#### Textauszug
---*---

Dieser vielschichtige Flur ist Elektras Seeleninnenraum. Nicht entscheiden kann man, was sich wirklich darin ereignet und was die Hauptfigur nur herbeiphantasiert. Die „Studien über Hysterie“, 1895 von Josef Breuer und Sigmund Freud veröffentlicht, hatten Hofmannsthal bei seiner „Elektra“ inspiriert; einige Jahre nach der Uraufführung der Oper prägte der Tiefenpsychologe Carl Gustav Jung den Begriff vom „Elektrakomplex“ als weiblichem Gegenstück zum Ödipuskomplex: Eine Frau entwickelt eine überstarke Vaterbindung und empfindet die Mutter als Rivalin. Der Fall der Anna O., hinter der sich Bertha Pappenheim verbarg, liegt den „Studien über Hysterie“ zugrunde und beschreibt eine psychosomatische Erkrankung infolge starker Vaterbindung einer Tochter. Guth hat in seiner Frankfurter Inszenierung dieses Krankheitsbild ernst genommen und lässt uns an der Verwirrung hinsichtlich des Wirklichkeitsverlustes bei der Patientin wie bei deren Angehörigen teilhaben.

Wahrscheinlich hat der Mord an Agamemnon nie stattgefunden. Und Orest, den rächenden Bruder, gibt es gar nicht. Es gibt nur den leeren Sessel – das Utensil der Gesprächstherapie für die hypnotisierte Anna O.

---*---

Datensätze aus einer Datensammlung
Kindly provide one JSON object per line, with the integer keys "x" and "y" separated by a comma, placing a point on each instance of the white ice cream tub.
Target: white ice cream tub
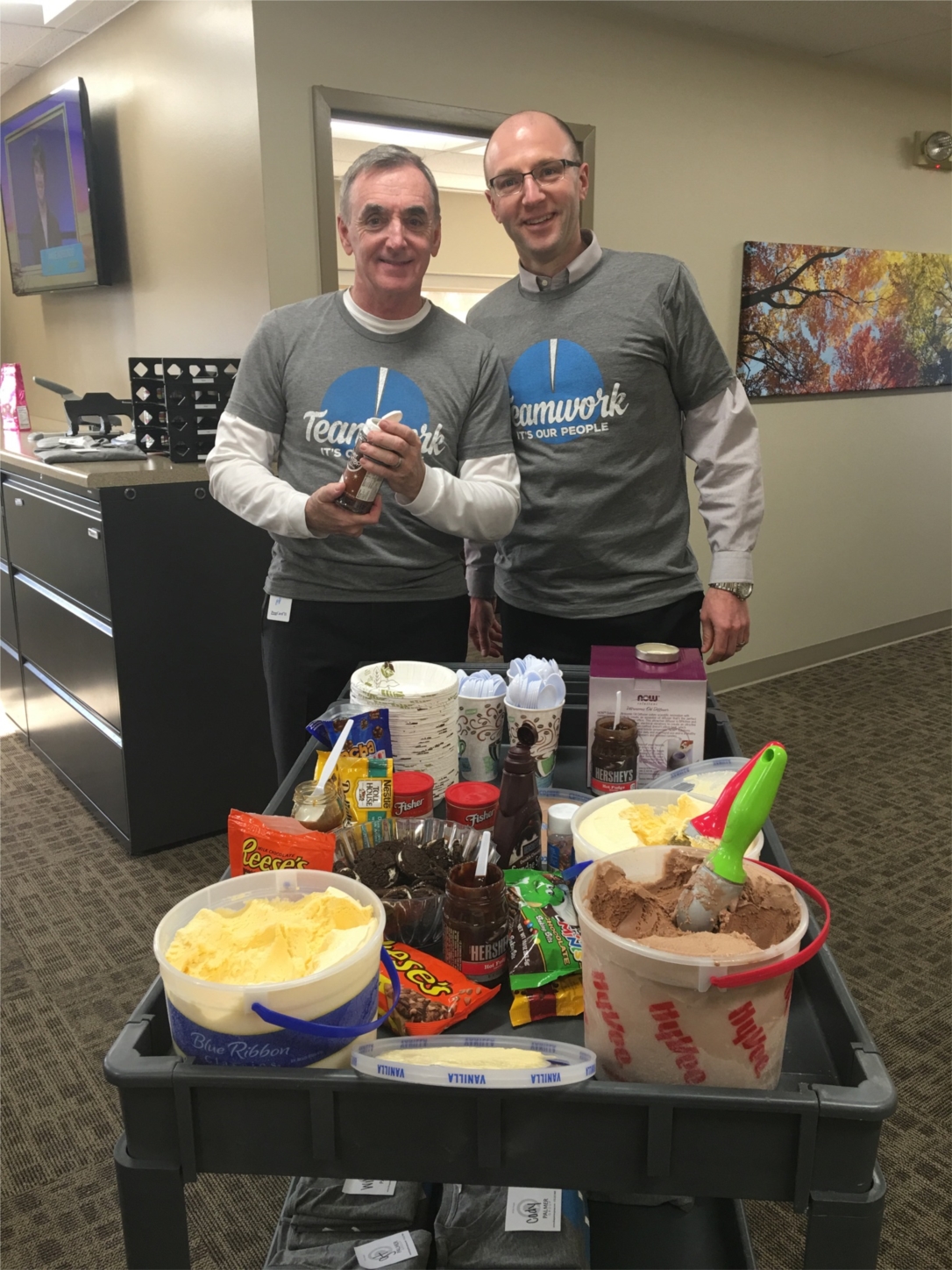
{"x": 215, "y": 1023}
{"x": 657, "y": 800}
{"x": 654, "y": 1017}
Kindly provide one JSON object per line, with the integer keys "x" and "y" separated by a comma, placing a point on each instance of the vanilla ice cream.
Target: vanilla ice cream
{"x": 621, "y": 824}
{"x": 272, "y": 940}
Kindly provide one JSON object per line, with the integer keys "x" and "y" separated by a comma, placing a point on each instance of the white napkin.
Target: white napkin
{"x": 480, "y": 683}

---*---

#### Auftrag 1
Wer prägte laut dem Textauszug über Guths Frankfurter „Elektra“-Inszenierung den Begriff „Elektrakomplex“?
#### Auftrag 2
Bitte setzen Sie den Textauszug über Guths Frankfurter „Elektra“-Inszenierung nach seinem letzten Satz fort.
Die Auflistung ist hierfür ohne Belang.

#### Ergebnis 1
Der Tiefenpsychologe Carl Gustav Jung.

#### Ergebnis 2
„Meinst du, wenn ich an meinem Leib mich freute, drangen seine Seufzer, drang nicht sein Stöhnen an mein Bette?“, singt Elektra zu Orest über die Zeit, da sie den Vater vermisste. Olaf Winter lässt in diesem Moment die sonst violett gehaltene Bühne rot aufleuchten. Es ist das Rot der Liebe bei einer weiblichen, inzestuösen Masturbationsphantasie. Das zweite Rot, das des Blutes, sehen wir bei der Tötungsphantasie, als Aegisth „ermordet“ wird. Doch es gibt keine expliziten sexuellen Gesten in dieser Inszenierung; alles ist Andeutung oder Metapher geworden, diskret, aber unausweichlich.

Intime, nachdenkliche Musik

Dem korrespondiert die Musik. Sebastian Weigle am Pult des Frankfurter Opern- und Museumsorchesters treibt kein äußeres Drama an. Dafür lichtet er das Gewebe der kolossalen Partitur für knapp hundert Instrumente auf, phrasiert zielstrebig, schafft Zeitinseln der Reflexion und der Intimität.

Aile Asszonyi, eine ungarischstämmige Estin, die an der Oper Frankfurt debütiert, drückt zärtlich Stirn und Nase gegen die Stirn und Nase ihrer Mutter. Wenn sie und Susan Bullock als Klytäm­nestra miteinander reden, sieht man keine zwei Vipern, die sich anzüngeln, sondern zwei Frauen, die einander einmal nahe waren und nun auf der Suche nach dieser verschütteten Nähe sind. Doch zugleich manipuliert eine die andere dabei mit krankhafter Virtuosität.

Asszonyi flutet den Saal schon bei ihrem ersten Ausruf „Allein!“. Ihre Stimme hat Wärme und Weite. Elektras Monolog nach dem Erscheinen Orests – Simon Bailey bleibt physisch eher ein Phantasma – lädt in seiner vokal überströmenden Güte bei Asszonyi zur fraglosen Identifikation mit dieser Figur ein. Alle Elektra-Klischees des Tierhaften fallen in diesem Moment ab. Nicht das Monster zeigt sich, sondern ein Mensch in seiner unausgelebten Liebesfähigkeit. Anfangs, in der Phrase „die Stunde, wo sie dich geschlachtet haben“, setzt Asszonyi das hohe As auf „Stunde“ im Pianissimo an, lässt es anschwellen und stürzt eine Dezime abwärts aus dem reinsten, schönsten Gesang fast ins Sprechen.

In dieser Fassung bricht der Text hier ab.